• Selected excerpt:
_____

You are right, Keith. Choosing at 6 weeks for conformation is young, but we do what we have to do. Nothing is guaranteed anyway. If someone really wanted a show dog and only a show dog, they wouldn't know or choose until 6 months.  I think that is what CM did.

I could see a difference at 6 weeks in the chests, but only from a photograph of them all in a stacked position. Running around loose you couldn't see any difference, but stacked it was pretty clear at 6 weeks. The legs either came down from the withers or they didn't. The backs were either short or they weren't. There was huge variety! I could post a couple pictures of the puppies in my pups litter at 6 weeks to show what I mean, but this is Jacamars thread about the new white puppy.  Also, some of the puppies automatically stacked that young and some did not. That was interesting.

Keith, good luck with your new puppy, too! When are you getting yours?


----------



## Keithsomething

Well actually I think CM didn't really "wait" until 6mo to get Tiger she contacted the breeder and she placed Tiger with Lizzie for whatever reason (I may be wrong CM?) because breeders tend to keep the best for themselves. If I were buying from someone like a handler or a breeder known for doing that and not wanting to take a chance on a newbie I'd wait until the pups were 5-7mo before contacting them just because I know several handlers keep the 2-3 BEST puppies for themselves in case they can't place the whole litter and when they decide to sell those puppies they're already acclimated to the show world ^_^

Some lines do develop differently than others...but the difference is so minute like...one line much be at the best conformation to pick the "pick" at 7.5wks while another might not be until 8.5wks. And temperament changes SOOOO drastically over those 2 weeks one puppy might suddenly develop more drive than another I mean I'm happy that everything worked out and I'm sure it does more often or not...but it isn't something I'd do.

And thanks ^_^
My puppy is about 6mo-1yr off but she'll be coming from an amazing breeder who meets every requirement I have for one and produces BEAUTIFUL healthy well tempered dogs :] I'm quite excited for the breeding!


----------



## Jacamar

Six and half weeks..


----------



## PlayfulPup

I just want to grab her (him? I forget what you where going to pick) and cuddle! So cute!!!


Sent from my iPhone using PG Free


----------



## lily cd re

I was wondering when you would update us. Looks fabulous! You picked well. When does the little one get to come home with you?


----------



## ambitious groomer

*gorgeous!*

Wow! That's your baby! How exciting for you.


----------



## Quossum

Spectacular spoo baby!

--Q


----------



## ArreauStandardPoodle

That is a lovely puppy! You must be sooooo excited!!

_____

From the forum thread on choosing puppies, write out word for word the passage between "## lily cd re" and "exciting for you.", inclusive.

_____

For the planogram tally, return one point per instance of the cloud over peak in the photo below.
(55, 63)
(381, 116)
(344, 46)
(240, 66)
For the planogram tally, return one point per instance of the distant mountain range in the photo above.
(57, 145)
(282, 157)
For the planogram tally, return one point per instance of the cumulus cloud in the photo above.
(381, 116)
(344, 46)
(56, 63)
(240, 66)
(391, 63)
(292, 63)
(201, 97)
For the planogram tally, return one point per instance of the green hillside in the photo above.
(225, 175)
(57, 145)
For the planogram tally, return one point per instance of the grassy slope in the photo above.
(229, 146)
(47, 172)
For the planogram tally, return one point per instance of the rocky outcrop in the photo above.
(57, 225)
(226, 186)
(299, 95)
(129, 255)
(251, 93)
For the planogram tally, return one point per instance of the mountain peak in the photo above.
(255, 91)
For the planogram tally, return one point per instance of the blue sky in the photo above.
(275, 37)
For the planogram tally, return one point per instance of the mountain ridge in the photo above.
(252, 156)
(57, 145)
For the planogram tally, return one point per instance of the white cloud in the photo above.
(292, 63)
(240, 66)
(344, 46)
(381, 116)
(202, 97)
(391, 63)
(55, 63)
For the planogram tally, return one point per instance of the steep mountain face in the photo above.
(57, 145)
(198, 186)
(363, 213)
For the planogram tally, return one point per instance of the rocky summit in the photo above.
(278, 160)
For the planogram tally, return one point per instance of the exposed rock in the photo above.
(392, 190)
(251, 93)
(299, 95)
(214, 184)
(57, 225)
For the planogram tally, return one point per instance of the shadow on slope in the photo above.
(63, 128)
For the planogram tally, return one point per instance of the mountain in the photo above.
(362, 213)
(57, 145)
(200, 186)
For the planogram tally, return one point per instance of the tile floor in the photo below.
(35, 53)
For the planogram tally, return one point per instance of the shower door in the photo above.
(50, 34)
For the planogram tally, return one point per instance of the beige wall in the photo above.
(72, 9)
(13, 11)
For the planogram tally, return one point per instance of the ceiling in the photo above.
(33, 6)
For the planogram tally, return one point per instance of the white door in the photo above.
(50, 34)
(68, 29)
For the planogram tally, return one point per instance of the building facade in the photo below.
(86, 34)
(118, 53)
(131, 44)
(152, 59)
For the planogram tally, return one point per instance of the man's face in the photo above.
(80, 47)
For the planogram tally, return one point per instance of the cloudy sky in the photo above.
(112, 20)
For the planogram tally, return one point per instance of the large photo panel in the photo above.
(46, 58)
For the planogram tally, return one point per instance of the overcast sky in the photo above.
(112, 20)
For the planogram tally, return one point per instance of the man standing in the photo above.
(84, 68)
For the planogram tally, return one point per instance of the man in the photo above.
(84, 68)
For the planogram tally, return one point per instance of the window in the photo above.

_____

• Output below:
## lily cd re

I was wondering when you would update us. Looks fabulous! You picked well. When does the little one get to come home with you?


----------



## ambitious groomer

*gorgeous!*

Wow! That's your baby! How exciting for you.